» Data lines:
=======

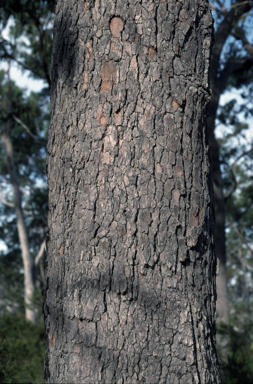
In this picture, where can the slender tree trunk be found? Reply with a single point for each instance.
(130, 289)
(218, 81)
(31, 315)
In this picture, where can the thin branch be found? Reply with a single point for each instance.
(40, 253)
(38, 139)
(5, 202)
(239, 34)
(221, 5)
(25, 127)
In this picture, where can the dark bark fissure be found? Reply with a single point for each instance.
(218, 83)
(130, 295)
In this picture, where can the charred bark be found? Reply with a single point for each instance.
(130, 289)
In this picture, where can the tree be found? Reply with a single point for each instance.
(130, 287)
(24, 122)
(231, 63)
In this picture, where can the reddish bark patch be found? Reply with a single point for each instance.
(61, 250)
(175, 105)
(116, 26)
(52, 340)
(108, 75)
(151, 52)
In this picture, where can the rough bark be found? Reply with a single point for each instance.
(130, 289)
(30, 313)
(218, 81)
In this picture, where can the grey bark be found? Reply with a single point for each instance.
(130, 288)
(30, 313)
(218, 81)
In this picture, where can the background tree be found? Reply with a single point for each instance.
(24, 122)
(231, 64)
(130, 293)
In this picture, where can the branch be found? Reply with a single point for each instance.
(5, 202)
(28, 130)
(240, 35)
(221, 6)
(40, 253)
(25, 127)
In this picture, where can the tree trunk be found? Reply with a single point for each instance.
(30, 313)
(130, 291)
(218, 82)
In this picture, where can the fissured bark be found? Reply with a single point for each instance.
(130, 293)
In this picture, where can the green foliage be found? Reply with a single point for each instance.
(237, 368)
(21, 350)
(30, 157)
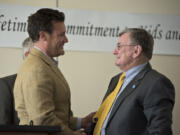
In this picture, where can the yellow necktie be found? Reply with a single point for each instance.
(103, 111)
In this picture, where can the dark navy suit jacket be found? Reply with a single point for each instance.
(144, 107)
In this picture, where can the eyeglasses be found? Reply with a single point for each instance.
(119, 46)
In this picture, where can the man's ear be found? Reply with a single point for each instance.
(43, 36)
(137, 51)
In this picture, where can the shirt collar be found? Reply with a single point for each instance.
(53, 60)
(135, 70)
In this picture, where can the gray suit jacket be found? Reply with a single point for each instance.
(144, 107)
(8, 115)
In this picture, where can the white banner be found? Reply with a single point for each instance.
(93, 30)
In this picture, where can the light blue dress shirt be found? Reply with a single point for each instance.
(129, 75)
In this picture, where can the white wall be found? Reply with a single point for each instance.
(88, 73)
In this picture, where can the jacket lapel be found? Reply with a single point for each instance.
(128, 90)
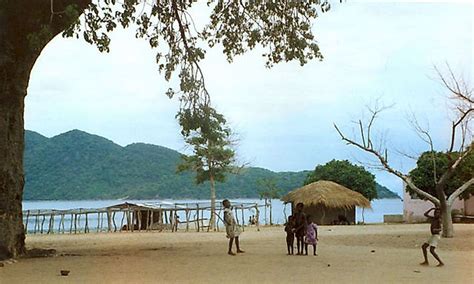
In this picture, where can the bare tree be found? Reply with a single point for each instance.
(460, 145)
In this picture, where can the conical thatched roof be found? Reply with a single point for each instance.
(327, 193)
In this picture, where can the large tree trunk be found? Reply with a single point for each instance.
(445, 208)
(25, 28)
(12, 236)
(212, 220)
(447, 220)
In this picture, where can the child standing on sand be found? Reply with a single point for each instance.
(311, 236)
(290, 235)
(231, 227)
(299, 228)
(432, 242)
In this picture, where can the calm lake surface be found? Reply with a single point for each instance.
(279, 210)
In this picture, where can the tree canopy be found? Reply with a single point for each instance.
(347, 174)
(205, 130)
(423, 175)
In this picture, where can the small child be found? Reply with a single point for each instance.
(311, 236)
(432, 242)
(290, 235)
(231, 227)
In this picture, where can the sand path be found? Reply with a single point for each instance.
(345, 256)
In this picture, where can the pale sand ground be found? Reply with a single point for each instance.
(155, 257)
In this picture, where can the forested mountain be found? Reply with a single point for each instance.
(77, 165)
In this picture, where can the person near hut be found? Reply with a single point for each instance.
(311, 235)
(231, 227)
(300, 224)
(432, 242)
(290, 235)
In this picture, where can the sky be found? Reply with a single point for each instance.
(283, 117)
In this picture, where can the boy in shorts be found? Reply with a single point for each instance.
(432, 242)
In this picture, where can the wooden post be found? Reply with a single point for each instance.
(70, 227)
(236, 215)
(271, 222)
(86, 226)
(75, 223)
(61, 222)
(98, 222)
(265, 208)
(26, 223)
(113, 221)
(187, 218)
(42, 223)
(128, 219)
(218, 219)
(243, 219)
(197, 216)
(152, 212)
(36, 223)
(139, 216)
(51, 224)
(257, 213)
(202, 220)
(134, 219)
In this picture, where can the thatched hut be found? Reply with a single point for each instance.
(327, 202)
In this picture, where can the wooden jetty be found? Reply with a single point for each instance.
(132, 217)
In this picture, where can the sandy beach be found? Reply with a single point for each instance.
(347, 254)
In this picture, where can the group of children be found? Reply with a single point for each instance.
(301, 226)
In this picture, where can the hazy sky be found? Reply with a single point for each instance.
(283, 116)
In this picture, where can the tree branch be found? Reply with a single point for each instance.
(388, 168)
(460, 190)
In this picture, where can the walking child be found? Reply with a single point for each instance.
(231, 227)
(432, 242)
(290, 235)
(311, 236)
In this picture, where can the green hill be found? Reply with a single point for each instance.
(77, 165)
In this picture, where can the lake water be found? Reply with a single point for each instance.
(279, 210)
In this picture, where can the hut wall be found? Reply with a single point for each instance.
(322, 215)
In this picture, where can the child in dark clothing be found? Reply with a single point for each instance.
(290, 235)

=======

» Task goal: Reproduce every entry exactly, but omit each picture.

» The result:
In this picture, where can the slender tree trunk be found? Reply with a single point for each instance.
(130, 289)
(218, 81)
(31, 315)
In this picture, where can the thin branch be found? Reply with a single point for each instance.
(40, 253)
(38, 139)
(5, 202)
(239, 34)
(221, 5)
(25, 127)
In this picture, where can the dark bark fissure be found? Reply with a single point for each instance.
(218, 83)
(130, 295)
In this picture, where can the charred bark be found? Reply with a single point for each instance.
(130, 289)
In this picture, where can the tree be found? Reply with a single point for each instance.
(130, 287)
(24, 122)
(231, 63)
In this picture, where can the reddish bark patch be found? Reply with a single point for each instance.
(61, 250)
(175, 105)
(116, 26)
(52, 340)
(108, 75)
(151, 52)
In this picture, where can the rough bark be found? Reply with a single point for each instance.
(130, 289)
(30, 313)
(218, 81)
In this picture, where can the grey bark be found? Reply with a single point for each instance.
(130, 288)
(30, 313)
(218, 81)
In this picture, where can the background tree be found? Reply with a single point for each instance.
(24, 122)
(231, 64)
(130, 293)
In this picture, where can the branch be found? Reply with a single point for each instance.
(5, 202)
(28, 130)
(240, 35)
(221, 6)
(40, 253)
(25, 127)
In this picture, where can the tree trunk be found? Reply with a single point for each instance.
(30, 313)
(130, 291)
(218, 82)
In this picture, where can the fissured bark be found? Reply with a single point for each instance.
(130, 293)
In this picture, where can the green foliage be found? Reply with a single point for each instance.
(237, 368)
(21, 350)
(30, 157)
In this picture, where can the yellow necktie be found? Reply with a single point for each instance.
(103, 111)
In this picture, where can the dark navy suit jacket be found? Reply with a single point for each instance.
(144, 107)
In this picture, where can the eyeglasses be found? Reply with a single point for each instance.
(119, 46)
In this picture, where can the man's ear be found? Reply with a single point for each instance.
(43, 36)
(137, 51)
In this picture, where can the shirt collar be found? Reply with a single point for each instance.
(53, 60)
(135, 70)
In this picture, where can the gray suit jacket be found? Reply with a single point for each instance.
(144, 107)
(8, 115)
In this picture, where can the white banner be found? Reply with a single point for each instance.
(93, 30)
In this picture, where can the light blue dress shirt be found? Reply with a single point for each instance.
(129, 75)
In this picture, where can the white wall be found? Reply with a single point for each instance.
(88, 73)
In this picture, where can the jacket lapel be found? Reply with a single point for each instance.
(128, 90)
In this picture, where can the bare tree be found? Reply with a single point for each instance.
(460, 145)
In this picture, where can the conical thatched roof be found? Reply with a single point for each instance.
(327, 193)
In this picture, where can the large tree trunk be found? Reply with a single point for each instance.
(445, 208)
(25, 28)
(12, 236)
(212, 220)
(447, 220)
In this picture, where can the child standing on sand be found? Reply with a single point for each instance.
(311, 236)
(290, 235)
(231, 227)
(299, 228)
(432, 242)
In this picture, where can the calm lake surface be found? Reply with a single point for each instance.
(279, 210)
In this picture, where can the tree canopy be found? Reply with a single point for each instance.
(347, 174)
(205, 130)
(423, 175)
In this picture, where can the small child be found? Reply with a single point for each instance.
(311, 236)
(432, 242)
(290, 235)
(231, 227)
In this picture, where can the sand path be found? Reply with a single point for each instance.
(345, 256)
In this picture, where can the pale sand ground be found? Reply with a single point for each instance.
(155, 257)
In this picture, where can the forested mountain be found? Reply with a single point for each instance.
(77, 165)
In this picture, where can the person near hut be found? Reply with a single point for each instance.
(311, 235)
(231, 227)
(300, 224)
(432, 242)
(290, 235)
In this picture, where can the sky be found? Reply with a single point for each instance.
(283, 117)
In this picture, where can the boy in shorts be found? Reply with a single point for each instance.
(432, 242)
In this picture, where can the wooden post be found? Reply with a single point for each instance.
(70, 227)
(236, 215)
(271, 222)
(86, 226)
(75, 223)
(61, 222)
(98, 222)
(265, 208)
(26, 223)
(113, 221)
(187, 218)
(42, 223)
(128, 219)
(218, 219)
(243, 219)
(197, 216)
(152, 212)
(36, 223)
(139, 216)
(51, 224)
(257, 213)
(202, 220)
(134, 219)
In this picture, where can the thatched hut be found? Reply with a single point for each instance.
(327, 202)
In this picture, where can the wooden jetty be found? Reply with a single point for each instance.
(132, 217)
In this picture, where can the sandy beach be found? Reply with a single point for each instance.
(347, 254)
In this picture, where can the group of children be found? Reply with a single point for each instance.
(301, 226)
In this picture, where can the hazy sky be found? Reply with a single point for each instance.
(283, 116)
In this picture, where can the tree branch be found? Reply with a single point for each instance.
(388, 168)
(460, 190)
In this picture, where can the walking child be found? Reply with a single point for each instance.
(231, 227)
(432, 242)
(290, 235)
(311, 236)
In this picture, where can the green hill be found? Reply with a single point for each instance.
(77, 165)
In this picture, where can the lake water be found? Reply with a single point for each instance.
(279, 210)
In this picture, where can the hut wall be found? Reply with a single point for each instance.
(322, 215)
In this picture, where can the child in dark clothing be found? Reply with a single point for each instance.
(290, 235)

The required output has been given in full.